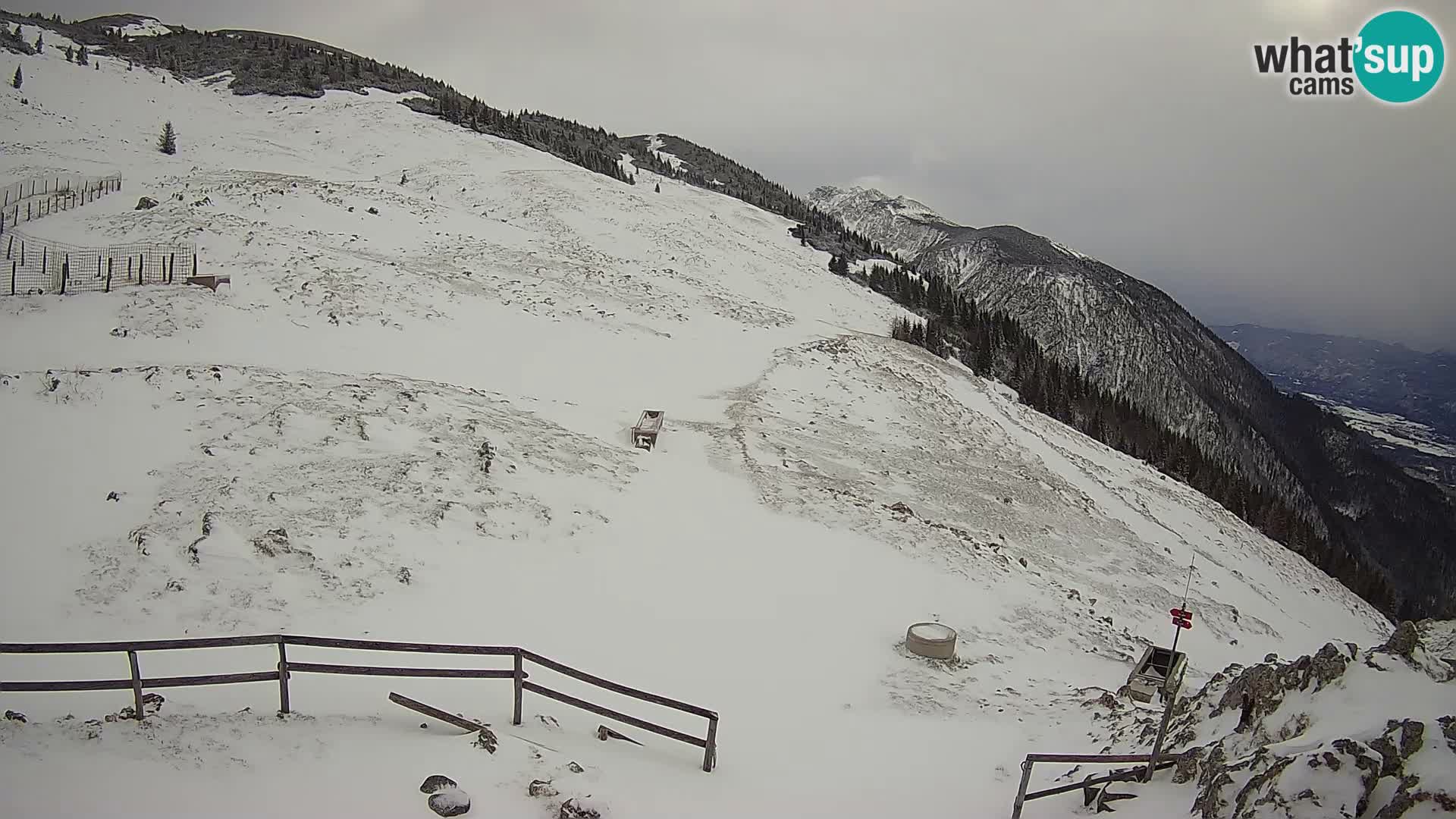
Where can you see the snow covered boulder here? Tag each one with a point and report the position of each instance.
****************************************
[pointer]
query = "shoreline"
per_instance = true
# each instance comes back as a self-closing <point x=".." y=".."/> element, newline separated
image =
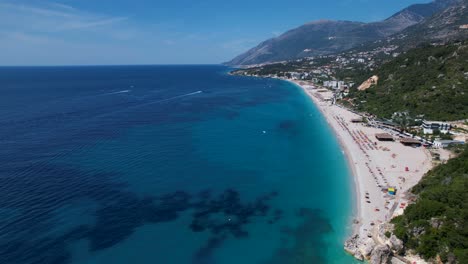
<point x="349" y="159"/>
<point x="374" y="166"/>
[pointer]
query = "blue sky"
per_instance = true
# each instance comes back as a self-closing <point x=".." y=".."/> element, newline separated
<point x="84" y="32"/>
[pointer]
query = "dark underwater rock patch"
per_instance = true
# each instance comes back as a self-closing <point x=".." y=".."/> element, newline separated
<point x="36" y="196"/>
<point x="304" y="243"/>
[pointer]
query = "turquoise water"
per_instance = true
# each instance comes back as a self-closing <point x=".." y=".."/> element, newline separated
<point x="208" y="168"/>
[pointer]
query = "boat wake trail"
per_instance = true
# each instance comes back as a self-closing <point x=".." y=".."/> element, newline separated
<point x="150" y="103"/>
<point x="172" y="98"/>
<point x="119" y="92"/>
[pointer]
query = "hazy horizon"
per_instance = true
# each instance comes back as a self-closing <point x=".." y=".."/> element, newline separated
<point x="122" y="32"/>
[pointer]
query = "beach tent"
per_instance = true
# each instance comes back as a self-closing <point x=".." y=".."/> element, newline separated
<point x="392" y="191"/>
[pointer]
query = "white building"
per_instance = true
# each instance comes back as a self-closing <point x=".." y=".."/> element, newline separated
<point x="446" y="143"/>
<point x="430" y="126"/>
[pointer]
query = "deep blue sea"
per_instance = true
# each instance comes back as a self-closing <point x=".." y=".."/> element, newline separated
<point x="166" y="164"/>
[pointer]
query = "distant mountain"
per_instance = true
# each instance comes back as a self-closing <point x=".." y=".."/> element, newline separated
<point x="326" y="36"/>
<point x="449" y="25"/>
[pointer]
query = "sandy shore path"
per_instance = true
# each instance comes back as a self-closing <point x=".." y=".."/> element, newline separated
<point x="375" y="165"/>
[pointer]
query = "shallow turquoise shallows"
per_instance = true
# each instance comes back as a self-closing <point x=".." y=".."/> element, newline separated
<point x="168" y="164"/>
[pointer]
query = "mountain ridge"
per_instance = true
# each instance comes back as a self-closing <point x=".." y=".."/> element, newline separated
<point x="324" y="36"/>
****************************************
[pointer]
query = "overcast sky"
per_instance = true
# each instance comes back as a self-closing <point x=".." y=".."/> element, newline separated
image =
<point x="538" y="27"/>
****************************************
** Task directions **
If a line above holds "mountain", count it; say how many such lines there are and nothing else.

** Finished task **
2